* To do *
Copy the entries below exactly, line for line, but leave the pictures out of your answer.

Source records
_ _ _ _
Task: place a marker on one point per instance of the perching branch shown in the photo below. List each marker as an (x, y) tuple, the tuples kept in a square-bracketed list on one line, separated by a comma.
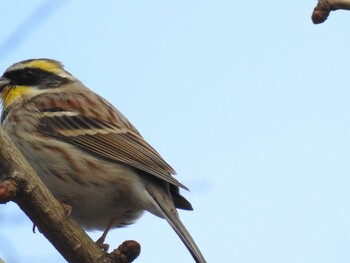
[(324, 7), (20, 184)]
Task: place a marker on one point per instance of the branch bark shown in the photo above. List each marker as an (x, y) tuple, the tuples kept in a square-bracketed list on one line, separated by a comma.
[(324, 7), (21, 185)]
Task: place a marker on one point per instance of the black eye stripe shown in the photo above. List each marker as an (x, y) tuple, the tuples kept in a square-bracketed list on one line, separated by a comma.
[(35, 76)]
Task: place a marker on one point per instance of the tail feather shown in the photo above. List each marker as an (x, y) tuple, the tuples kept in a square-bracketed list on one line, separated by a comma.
[(173, 219)]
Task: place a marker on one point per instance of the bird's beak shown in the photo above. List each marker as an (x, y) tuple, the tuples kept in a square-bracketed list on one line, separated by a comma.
[(3, 83)]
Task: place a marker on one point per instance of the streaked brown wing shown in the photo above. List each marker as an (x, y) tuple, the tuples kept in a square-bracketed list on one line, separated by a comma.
[(107, 140)]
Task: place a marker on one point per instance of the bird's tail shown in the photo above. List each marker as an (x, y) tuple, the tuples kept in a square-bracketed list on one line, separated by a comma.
[(170, 214)]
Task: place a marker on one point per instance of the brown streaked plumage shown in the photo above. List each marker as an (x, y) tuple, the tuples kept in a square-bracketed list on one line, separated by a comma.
_ _ _ _
* Exercise output *
Task: place a marker on one point per instance of the perching branch shown in the photo below. List each marker as an (x, y) tuple, the tuples kept in a square-bracketed list on one line, separated by a comma.
[(324, 7), (20, 184)]
Task: place a marker on one point per instance of the branch bark shown in the photo above. List each marker as an (x, y) tuple, the tuples kept in a square-bracketed list on one line, separated by a comma.
[(324, 7), (21, 185)]
Task: place a marker on one point per instance of the black eye stripe shown in the photo above. List each marker as an (x, y) tuple, the tuples kept in a square-bracketed list on one line, separated by a comma.
[(35, 76)]
Task: place a marker on one point per instance of the tail feather shown in the photo above. List each marker as an (x, y) tuple, the tuples kept in a square-bracketed list on one line, separated by a comma.
[(173, 219)]
Task: place a marker on one point per instance of the bird's beak shown in the photo above. List each marker as an (x, y) tuple, the tuples kept in a square-bracketed list on one line, separated by a comma.
[(3, 83)]
Task: place a marker on one point per instance of the streaked brown wing shown in the photo above. List each marker as an (x, y) tuple, the tuples kept in a square-bracketed list on one line, separated by a comma.
[(107, 140)]
Task: place a marker on one point per instance of the bird's tail shown in the photo above. List each marker as an (x, y) tuple, the tuples kept in a square-bracketed list on one line, separated by a comma.
[(170, 214)]
Task: place a marker on one point per instance of the brown streaked plumage shown in the photo above. List each marker as an (x, y) tuple, the tuples kept in a square-bracketed list on one line, separated by a comma.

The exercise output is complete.